Challenge
Render as a numbered list, omitting blank lines, the part of the items that opens with the line containing "Where can you see the religious" and closes with the line containing "<point>502,616</point>", both included.

Record list

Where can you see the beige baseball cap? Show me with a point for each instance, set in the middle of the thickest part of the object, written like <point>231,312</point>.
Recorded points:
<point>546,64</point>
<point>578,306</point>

==

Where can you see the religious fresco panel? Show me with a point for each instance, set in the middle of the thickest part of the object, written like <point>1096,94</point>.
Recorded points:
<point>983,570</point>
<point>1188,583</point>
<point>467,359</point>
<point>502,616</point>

Answer to the exercise
1. Where can you see the religious fresco panel? Show me with a point for each instance, set in the middle of the thickest part of the object, written like <point>1096,94</point>.
2. Recorded points:
3. <point>983,570</point>
4. <point>1188,583</point>
5. <point>467,359</point>
6. <point>502,616</point>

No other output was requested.